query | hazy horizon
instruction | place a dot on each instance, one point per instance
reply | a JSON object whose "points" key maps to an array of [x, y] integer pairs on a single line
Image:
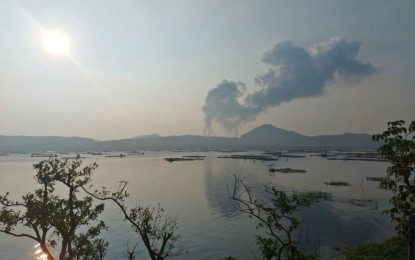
{"points": [[113, 70]]}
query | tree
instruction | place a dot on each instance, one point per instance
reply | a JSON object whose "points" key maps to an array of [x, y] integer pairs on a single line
{"points": [[158, 233], [275, 214], [49, 217], [398, 147]]}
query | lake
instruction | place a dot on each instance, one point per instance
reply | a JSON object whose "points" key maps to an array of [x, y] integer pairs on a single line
{"points": [[197, 193]]}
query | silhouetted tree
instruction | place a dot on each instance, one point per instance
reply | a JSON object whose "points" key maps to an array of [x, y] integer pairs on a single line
{"points": [[275, 214], [53, 218], [398, 147], [158, 233]]}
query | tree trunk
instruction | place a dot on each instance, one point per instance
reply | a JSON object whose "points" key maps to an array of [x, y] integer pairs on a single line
{"points": [[411, 244]]}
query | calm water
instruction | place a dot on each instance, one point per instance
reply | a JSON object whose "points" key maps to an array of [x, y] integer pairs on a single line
{"points": [[196, 192]]}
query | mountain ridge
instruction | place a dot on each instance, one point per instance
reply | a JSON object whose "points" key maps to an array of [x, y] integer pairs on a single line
{"points": [[263, 137]]}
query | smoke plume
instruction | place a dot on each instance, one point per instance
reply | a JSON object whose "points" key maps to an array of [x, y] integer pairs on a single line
{"points": [[293, 73]]}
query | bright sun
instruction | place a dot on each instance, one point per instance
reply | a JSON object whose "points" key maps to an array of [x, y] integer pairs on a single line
{"points": [[56, 42]]}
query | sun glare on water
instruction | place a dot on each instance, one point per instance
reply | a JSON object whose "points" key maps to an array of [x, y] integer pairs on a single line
{"points": [[56, 42]]}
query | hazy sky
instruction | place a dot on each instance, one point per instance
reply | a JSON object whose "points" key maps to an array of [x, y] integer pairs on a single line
{"points": [[206, 67]]}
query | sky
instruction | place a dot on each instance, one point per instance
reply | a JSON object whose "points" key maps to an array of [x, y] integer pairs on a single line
{"points": [[217, 68]]}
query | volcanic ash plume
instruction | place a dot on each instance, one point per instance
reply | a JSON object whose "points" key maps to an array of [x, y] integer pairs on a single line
{"points": [[293, 73]]}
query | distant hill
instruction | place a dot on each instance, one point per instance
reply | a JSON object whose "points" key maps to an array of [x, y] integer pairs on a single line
{"points": [[269, 135], [262, 137]]}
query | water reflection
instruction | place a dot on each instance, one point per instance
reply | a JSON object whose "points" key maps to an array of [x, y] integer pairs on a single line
{"points": [[326, 225]]}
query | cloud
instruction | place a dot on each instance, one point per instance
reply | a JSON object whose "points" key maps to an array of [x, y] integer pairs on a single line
{"points": [[222, 106], [293, 73]]}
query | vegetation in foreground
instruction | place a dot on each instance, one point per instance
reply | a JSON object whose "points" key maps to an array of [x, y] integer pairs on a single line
{"points": [[391, 249], [70, 222]]}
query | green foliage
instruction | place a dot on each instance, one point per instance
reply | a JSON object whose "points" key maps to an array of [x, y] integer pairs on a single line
{"points": [[398, 147], [158, 232], [55, 219], [275, 214], [391, 249]]}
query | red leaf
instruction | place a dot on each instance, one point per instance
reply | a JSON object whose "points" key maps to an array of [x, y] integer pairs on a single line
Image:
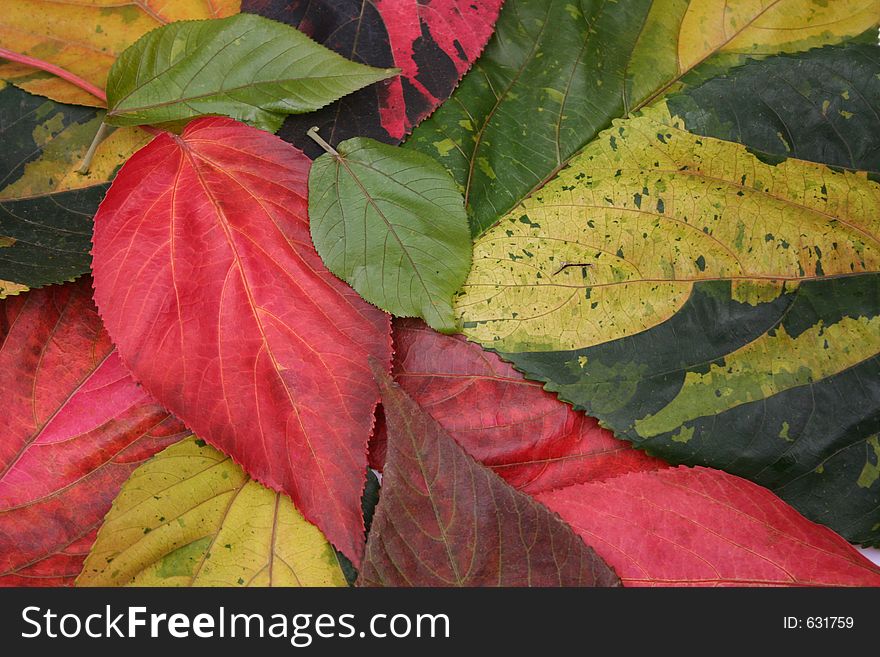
{"points": [[75, 426], [525, 434], [207, 280], [445, 520], [702, 527], [434, 42]]}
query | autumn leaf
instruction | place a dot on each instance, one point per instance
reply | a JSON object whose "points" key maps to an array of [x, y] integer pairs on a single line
{"points": [[702, 304], [619, 239], [85, 37], [392, 224], [208, 283], [192, 517], [75, 427], [700, 527], [445, 520], [556, 74], [508, 423], [46, 207], [433, 42], [245, 67]]}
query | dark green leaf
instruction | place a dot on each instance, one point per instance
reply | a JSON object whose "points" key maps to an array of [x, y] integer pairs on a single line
{"points": [[815, 444], [558, 71], [822, 105], [392, 224], [246, 67]]}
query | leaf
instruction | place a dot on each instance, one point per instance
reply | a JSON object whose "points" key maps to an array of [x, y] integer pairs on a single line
{"points": [[245, 67], [392, 225], [527, 436], [85, 37], [434, 43], [619, 239], [46, 207], [718, 302], [445, 520], [700, 527], [191, 517], [75, 426], [822, 105], [558, 72], [208, 283]]}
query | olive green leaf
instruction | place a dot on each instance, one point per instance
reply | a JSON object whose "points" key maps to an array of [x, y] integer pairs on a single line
{"points": [[392, 224], [246, 67], [704, 304], [822, 105], [557, 72], [46, 207], [191, 517]]}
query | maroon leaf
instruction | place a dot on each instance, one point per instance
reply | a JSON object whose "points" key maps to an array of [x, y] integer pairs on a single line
{"points": [[434, 42], [75, 426], [534, 441], [207, 280], [702, 527], [445, 520]]}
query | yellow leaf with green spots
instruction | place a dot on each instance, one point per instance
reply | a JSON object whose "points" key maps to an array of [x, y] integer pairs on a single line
{"points": [[557, 73], [762, 27], [191, 517], [765, 367], [86, 36], [614, 245], [46, 205]]}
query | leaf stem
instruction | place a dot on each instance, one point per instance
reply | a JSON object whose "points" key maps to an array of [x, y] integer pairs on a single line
{"points": [[100, 136], [313, 133], [74, 79]]}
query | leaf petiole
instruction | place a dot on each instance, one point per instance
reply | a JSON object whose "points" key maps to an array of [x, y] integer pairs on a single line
{"points": [[313, 133], [104, 131]]}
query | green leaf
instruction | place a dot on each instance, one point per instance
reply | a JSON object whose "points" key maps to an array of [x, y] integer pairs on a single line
{"points": [[708, 306], [392, 224], [246, 67], [192, 517], [557, 72], [46, 207], [822, 105]]}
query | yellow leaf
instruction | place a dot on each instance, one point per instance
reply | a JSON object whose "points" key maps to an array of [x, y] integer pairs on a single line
{"points": [[86, 36], [8, 288], [614, 244], [761, 27], [192, 517]]}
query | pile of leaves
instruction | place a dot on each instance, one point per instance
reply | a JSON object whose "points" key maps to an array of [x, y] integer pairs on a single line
{"points": [[631, 251]]}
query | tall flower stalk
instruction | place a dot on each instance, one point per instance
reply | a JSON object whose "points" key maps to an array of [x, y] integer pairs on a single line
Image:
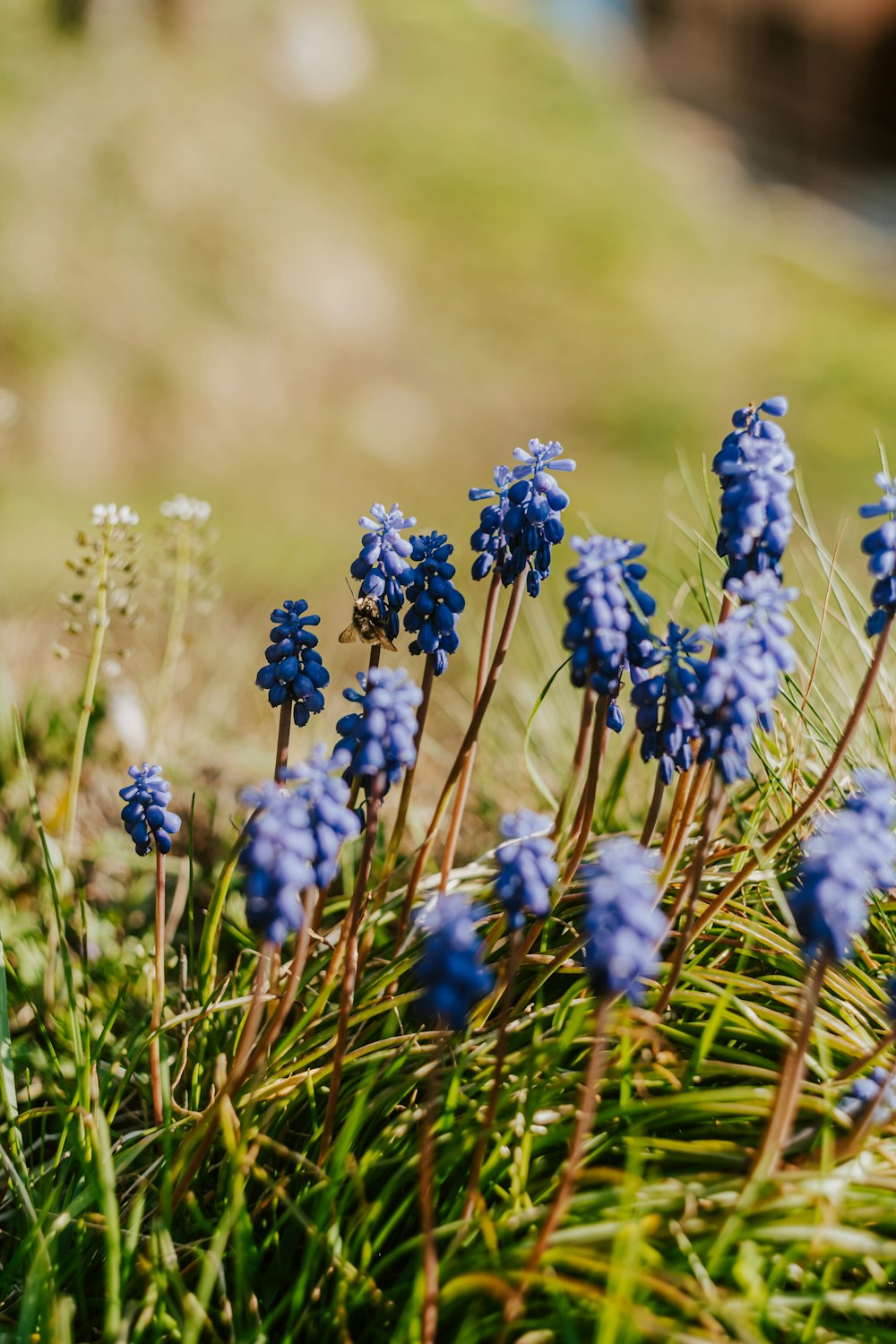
{"points": [[107, 564], [622, 930], [187, 537], [151, 825]]}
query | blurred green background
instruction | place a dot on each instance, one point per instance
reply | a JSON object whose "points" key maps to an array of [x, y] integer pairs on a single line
{"points": [[298, 257]]}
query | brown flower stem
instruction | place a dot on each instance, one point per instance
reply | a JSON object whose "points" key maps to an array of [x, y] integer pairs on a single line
{"points": [[656, 804], [159, 992], [457, 768], [586, 808], [281, 763], [691, 886], [500, 1054], [694, 792], [678, 801], [427, 1206], [565, 1190], [586, 725], [788, 827], [791, 1074], [352, 921], [408, 787]]}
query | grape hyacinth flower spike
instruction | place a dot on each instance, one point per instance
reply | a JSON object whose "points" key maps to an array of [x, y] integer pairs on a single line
{"points": [[379, 745], [755, 470], [382, 566], [850, 854], [624, 929], [606, 634], [293, 676], [151, 824], [435, 601]]}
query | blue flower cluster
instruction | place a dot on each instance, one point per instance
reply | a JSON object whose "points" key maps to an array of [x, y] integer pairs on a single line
{"points": [[382, 566], [740, 682], [450, 968], [381, 737], [622, 922], [145, 812], [866, 1091], [849, 854], [295, 841], [880, 546], [295, 669], [527, 867], [435, 604], [517, 532], [606, 604], [665, 702], [754, 467]]}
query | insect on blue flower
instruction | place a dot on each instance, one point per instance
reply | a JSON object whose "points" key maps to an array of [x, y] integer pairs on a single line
{"points": [[383, 564], [145, 812]]}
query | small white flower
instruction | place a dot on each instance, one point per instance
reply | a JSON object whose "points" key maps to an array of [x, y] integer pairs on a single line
{"points": [[185, 510], [113, 516]]}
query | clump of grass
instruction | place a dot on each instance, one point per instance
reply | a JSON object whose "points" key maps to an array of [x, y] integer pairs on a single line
{"points": [[268, 1150]]}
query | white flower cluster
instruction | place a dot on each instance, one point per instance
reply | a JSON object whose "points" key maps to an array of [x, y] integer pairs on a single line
{"points": [[185, 510], [113, 516]]}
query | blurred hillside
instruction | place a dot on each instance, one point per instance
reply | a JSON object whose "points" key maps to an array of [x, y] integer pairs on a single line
{"points": [[319, 253]]}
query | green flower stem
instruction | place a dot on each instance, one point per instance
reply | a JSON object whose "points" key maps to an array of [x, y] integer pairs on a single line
{"points": [[430, 1314], [786, 828], [159, 991], [584, 814], [469, 739], [686, 898], [352, 924], [89, 695]]}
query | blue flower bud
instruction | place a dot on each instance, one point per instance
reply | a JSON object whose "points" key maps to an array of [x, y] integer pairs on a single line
{"points": [[145, 814]]}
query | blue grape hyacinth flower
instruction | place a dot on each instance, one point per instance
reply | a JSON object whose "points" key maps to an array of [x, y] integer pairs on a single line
{"points": [[295, 669], [606, 631], [755, 470], [880, 548], [665, 702], [866, 1091], [622, 922], [739, 685], [379, 738], [849, 855], [145, 812], [527, 867], [450, 968], [383, 564], [435, 601]]}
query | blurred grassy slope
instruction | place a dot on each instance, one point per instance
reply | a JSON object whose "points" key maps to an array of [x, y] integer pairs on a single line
{"points": [[214, 285]]}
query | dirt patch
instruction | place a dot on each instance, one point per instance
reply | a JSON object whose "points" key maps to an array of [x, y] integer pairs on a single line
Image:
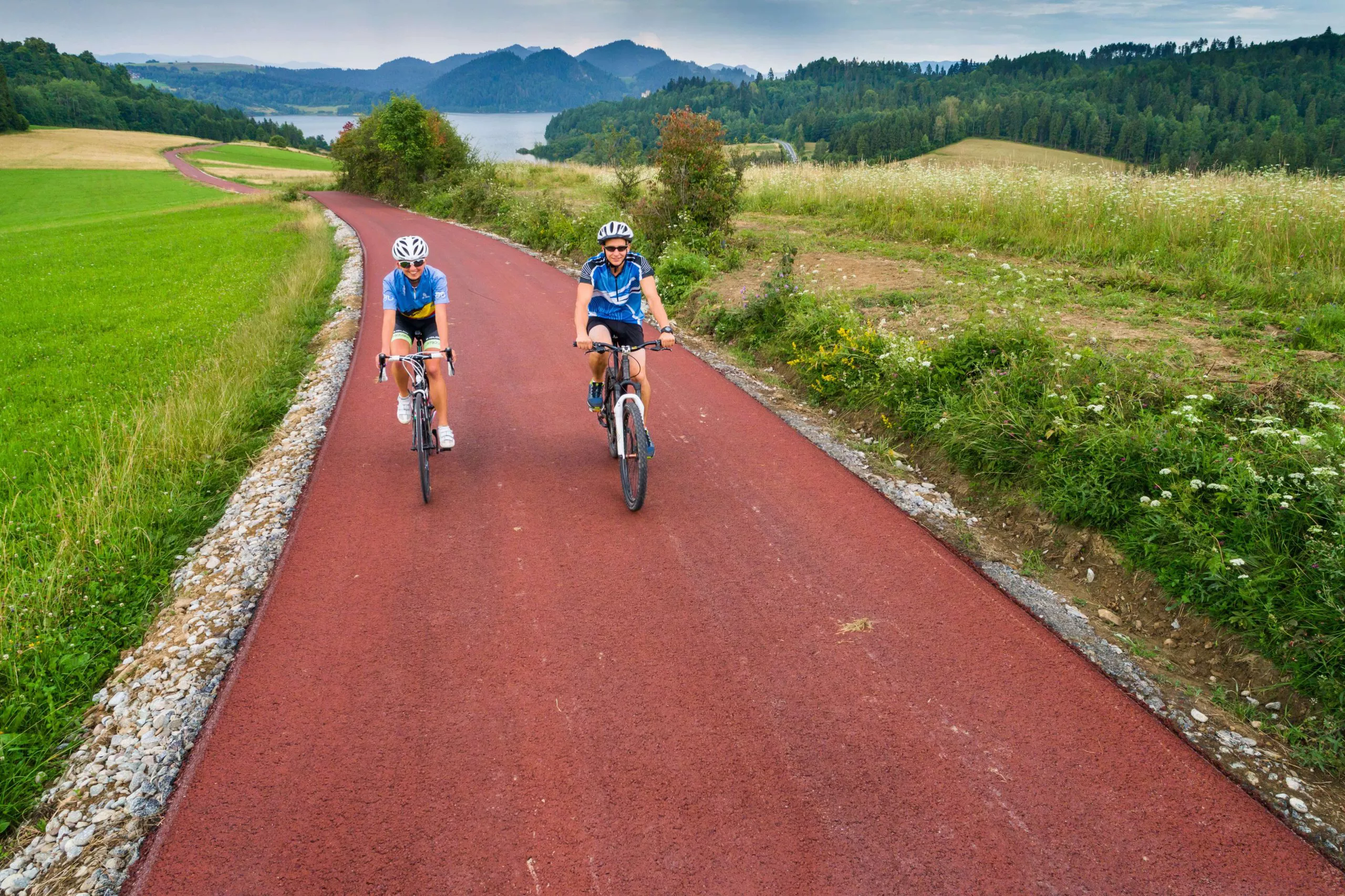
{"points": [[1212, 354], [88, 149], [265, 176], [977, 151], [826, 271]]}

WHAT IS NEEDED:
Print, exactly and only, the lines running from the line with "query | white flower cluster" through the last line of the data, including both. Skip any picture.

RESULT OF THIS EXERCISE:
query | white flower cluster
instruction | place a dot on each instance, one point per instance
reply | a JSON object whose "points" key maps to an array of [x, y] integer pairs on a single line
{"points": [[185, 510], [113, 516]]}
query | blurred hillside
instruction | place a dot on each instance, one point per instance
reply | a JSON object whose "points" key maps to an array of [x, y] integer pairs on a single line
{"points": [[319, 253]]}
query | green flower stem
instruction | place a dot on each instance, one point per instance
reply | a JSON object whose "points" key maps to an array of [x, y] integer pairs on a single line
{"points": [[430, 1314], [786, 828], [159, 991], [584, 814], [469, 739], [686, 898], [352, 924], [89, 695]]}
query | blue flower bud
instruction | place a dot on each instance, one point per instance
reply | a JSON object whose "points" key maps to an array of [x, y] integer pairs on a single line
{"points": [[145, 814]]}
query | blue grape hyacinth flower
instruction | place a dot on each instance, one point per instance
reply | a JSON object whose "points" key maps to an array of [x, y] integer pairs on a single line
{"points": [[295, 669], [606, 631], [755, 470], [880, 548], [665, 702], [866, 1091], [622, 922], [739, 685], [379, 738], [849, 855], [145, 812], [527, 867], [450, 968], [383, 564], [435, 601]]}
query | blurred grassy slope
instruction | place a dot on each instance, one point per instance
reply | a JSON object whose "points" key maps to an array of [x, y] integer pairs on a single line
{"points": [[214, 285]]}
query | dirt patch
instruction | place a dot on each instance, one point per instance
reply | a JSON object whose "points" key maps to an array of [x, y] integer pairs on a single line
Image:
{"points": [[1212, 354], [88, 149], [265, 176], [977, 151], [826, 271]]}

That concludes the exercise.